→ **Excerpted records**:
╭──

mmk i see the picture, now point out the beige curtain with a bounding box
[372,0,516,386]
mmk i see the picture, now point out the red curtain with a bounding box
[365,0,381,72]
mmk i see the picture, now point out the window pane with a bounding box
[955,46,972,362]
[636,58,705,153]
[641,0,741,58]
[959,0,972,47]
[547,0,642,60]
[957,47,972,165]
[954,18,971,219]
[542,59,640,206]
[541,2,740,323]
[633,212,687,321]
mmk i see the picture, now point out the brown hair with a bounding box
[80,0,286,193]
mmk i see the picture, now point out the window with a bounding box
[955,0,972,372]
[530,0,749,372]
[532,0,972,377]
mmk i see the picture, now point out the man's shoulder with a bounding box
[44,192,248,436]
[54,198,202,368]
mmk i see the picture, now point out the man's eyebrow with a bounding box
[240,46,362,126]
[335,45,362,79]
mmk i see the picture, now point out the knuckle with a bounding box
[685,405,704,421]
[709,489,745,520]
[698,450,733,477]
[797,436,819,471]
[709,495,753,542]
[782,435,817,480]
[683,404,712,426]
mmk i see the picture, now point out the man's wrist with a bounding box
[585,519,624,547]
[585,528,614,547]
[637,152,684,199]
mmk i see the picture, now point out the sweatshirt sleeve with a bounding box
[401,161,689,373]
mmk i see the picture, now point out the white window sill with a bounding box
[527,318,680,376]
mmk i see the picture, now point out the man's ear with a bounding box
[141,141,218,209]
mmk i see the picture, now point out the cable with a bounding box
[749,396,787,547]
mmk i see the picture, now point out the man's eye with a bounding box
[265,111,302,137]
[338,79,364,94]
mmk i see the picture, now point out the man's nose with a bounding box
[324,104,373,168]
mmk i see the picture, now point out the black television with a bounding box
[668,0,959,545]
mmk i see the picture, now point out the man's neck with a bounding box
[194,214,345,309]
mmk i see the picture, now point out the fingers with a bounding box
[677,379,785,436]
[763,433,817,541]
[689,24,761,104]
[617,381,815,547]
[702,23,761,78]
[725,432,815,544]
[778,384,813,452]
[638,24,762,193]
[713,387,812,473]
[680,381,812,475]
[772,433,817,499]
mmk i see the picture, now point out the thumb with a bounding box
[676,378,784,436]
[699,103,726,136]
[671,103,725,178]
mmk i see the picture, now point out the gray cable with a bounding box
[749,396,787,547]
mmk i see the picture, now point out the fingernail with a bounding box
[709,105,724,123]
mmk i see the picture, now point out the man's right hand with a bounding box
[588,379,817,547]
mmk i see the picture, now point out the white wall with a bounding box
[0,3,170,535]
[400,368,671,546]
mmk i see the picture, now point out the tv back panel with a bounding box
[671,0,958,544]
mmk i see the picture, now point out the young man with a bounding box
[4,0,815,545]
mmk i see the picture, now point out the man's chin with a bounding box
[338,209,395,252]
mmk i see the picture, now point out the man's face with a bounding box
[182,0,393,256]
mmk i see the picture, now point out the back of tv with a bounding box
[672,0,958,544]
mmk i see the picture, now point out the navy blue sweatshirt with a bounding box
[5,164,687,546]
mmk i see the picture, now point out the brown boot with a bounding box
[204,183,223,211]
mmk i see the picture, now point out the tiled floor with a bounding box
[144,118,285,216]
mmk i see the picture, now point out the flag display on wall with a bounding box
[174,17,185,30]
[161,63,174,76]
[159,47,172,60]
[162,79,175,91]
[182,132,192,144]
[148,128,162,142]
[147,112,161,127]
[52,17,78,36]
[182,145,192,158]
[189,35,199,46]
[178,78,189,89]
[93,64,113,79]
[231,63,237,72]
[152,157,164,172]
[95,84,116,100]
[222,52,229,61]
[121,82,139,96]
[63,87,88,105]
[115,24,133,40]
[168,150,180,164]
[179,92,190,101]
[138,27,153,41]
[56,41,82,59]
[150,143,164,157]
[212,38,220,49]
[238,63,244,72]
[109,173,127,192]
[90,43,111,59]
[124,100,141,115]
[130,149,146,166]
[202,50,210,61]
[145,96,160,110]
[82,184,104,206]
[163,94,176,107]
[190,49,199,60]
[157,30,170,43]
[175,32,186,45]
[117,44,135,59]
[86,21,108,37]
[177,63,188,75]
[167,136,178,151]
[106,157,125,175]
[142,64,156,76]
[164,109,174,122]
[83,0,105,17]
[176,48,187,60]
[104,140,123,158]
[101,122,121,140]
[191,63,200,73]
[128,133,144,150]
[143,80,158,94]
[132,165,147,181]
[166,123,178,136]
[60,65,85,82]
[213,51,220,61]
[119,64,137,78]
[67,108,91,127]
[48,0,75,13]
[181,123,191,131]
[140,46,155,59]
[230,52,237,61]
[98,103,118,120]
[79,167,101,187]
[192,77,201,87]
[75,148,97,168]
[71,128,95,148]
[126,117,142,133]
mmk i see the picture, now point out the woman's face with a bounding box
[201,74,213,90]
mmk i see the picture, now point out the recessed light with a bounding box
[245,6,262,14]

╰──

→ **What you are asked to do**: Each line of the data must come back exactly as written.

→ **Finished task**:
mmk i see the picture, now point out the beige curtain with a bounding box
[372,0,516,386]
mmk i see the picture, now point out the red curtain with a bounding box
[365,0,381,72]
mmk i see the picture, now point out the window pane with a bounding box
[955,46,972,362]
[636,58,705,153]
[641,0,741,58]
[959,0,972,47]
[547,0,642,60]
[957,47,972,165]
[954,18,971,219]
[542,59,640,206]
[541,2,740,323]
[633,212,687,321]
mmk i see the picture, now point out the brown hair with a bounding box
[80,0,286,193]
mmk i see the picture, now point out the window with a bounding box
[955,0,972,372]
[530,0,749,372]
[532,0,972,377]
mmk i see the picture, now point out the man's shoulder with a bounding box
[44,192,248,436]
[54,198,202,368]
mmk i see the picture, now point out the man's eyebrow with a bounding box
[240,46,362,126]
[335,45,362,79]
mmk i see the picture, now point out the knuckle with a bounding box
[685,405,704,421]
[709,489,745,520]
[698,450,733,477]
[797,436,819,471]
[709,495,753,542]
[782,435,817,480]
[683,404,712,426]
mmk i see the picture, now point out the man's wrist with a bounding box
[585,519,624,547]
[585,528,614,547]
[637,152,684,199]
mmk i see the picture, now point out the sweatshirt sleeve with a bounding box
[401,161,689,373]
mmk i see the picture, now point out the white window sill with a bounding box
[527,318,680,376]
mmk i see the picture, now point out the man's ear with a bounding box
[141,141,218,209]
mmk i see the picture, now point out the cable with a bounding box
[749,396,787,547]
mmk i see the picture, now point out the man's eye with a bounding box
[265,111,302,137]
[338,79,364,94]
mmk i see the picture, now point out the man's nose with a bounding box
[324,104,373,168]
mmk i see the picture, now point out the black television with a bounding box
[668,0,959,545]
mmk i see the picture, now point out the man's neck with a bounding box
[194,214,345,309]
mmk i see the picture, now point out the fingers with a bounding box
[677,379,785,436]
[763,433,817,541]
[689,24,761,104]
[617,381,815,547]
[702,23,761,78]
[725,432,815,544]
[778,384,813,452]
[638,24,762,193]
[713,387,812,473]
[680,381,812,475]
[772,433,817,499]
mmk i see the picture, now point out the thumb with a bounding box
[676,378,784,436]
[699,103,726,136]
[671,103,725,178]
mmk i see the picture, now point out the gray cable with a bounding box
[749,396,787,547]
mmk i see the picture, now point out the fingernail with a bounding box
[709,105,724,123]
mmk i see the picture, now point out the man's right hand with a bounding box
[588,379,817,547]
mmk i see the picture, now point out the white wall with a bounding box
[0,3,170,535]
[400,368,671,546]
mmk i see the picture, now point out the tv back panel with a bounding box
[671,0,958,544]
mmk i see the picture, now point out the young man with a bounding box
[4,0,815,545]
mmk i see the picture, now point out the man's chin with a bounding box
[338,209,395,252]
mmk i see the picture, now point out the man's face with a bounding box
[182,0,393,256]
mmk i see the picture, now point out the back of tv with a bounding box
[672,0,958,544]
mmk i see the picture, now point out the navy blue sweatshirt with a bounding box
[5,164,687,546]
mmk i see the picture, now point out the brown boot with a bounding box
[204,183,223,211]
mmk i see the picture, now point out the tiled floor with a bounding box
[144,118,285,216]
mmk i see the picture, now point out the flag display on wall with a bounding box
[174,17,185,30]
[161,63,174,76]
[159,47,172,60]
[162,79,175,91]
[182,132,192,144]
[148,128,162,142]
[147,112,161,127]
[52,17,78,36]
[182,145,192,158]
[189,35,199,46]
[178,78,189,89]
[93,64,113,79]
[231,63,237,72]
[152,157,164,172]
[95,84,116,100]
[222,52,229,61]
[121,82,139,96]
[63,87,88,105]
[115,24,133,40]
[168,150,180,164]
[179,92,190,101]
[138,27,153,41]
[56,41,82,59]
[150,143,164,157]
[212,38,220,49]
[238,63,244,72]
[109,173,127,192]
[90,43,111,59]
[124,100,141,115]
[130,149,146,166]
[202,50,210,61]
[145,96,160,110]
[82,184,104,206]
[163,94,176,107]
[190,49,199,60]
[157,30,170,43]
[175,32,186,45]
[117,44,135,59]
[86,21,108,37]
[177,63,188,75]
[167,136,178,151]
[106,157,125,175]
[142,64,156,76]
[164,109,174,122]
[83,0,105,17]
[176,48,187,60]
[104,140,123,158]
[101,122,121,140]
[191,63,200,73]
[128,133,144,150]
[143,80,158,94]
[132,165,147,181]
[166,123,178,136]
[60,65,85,82]
[213,51,220,61]
[119,64,137,78]
[67,108,91,127]
[48,0,75,13]
[181,123,191,131]
[140,46,155,59]
[230,52,237,61]
[98,103,118,120]
[79,167,101,187]
[192,77,201,87]
[75,148,97,168]
[71,128,95,148]
[126,117,142,133]
mmk i see the picture, now point out the woman's face with a bounding box
[201,74,213,90]
mmk i see the picture, now point out the recessed light with a bounding box
[245,6,262,14]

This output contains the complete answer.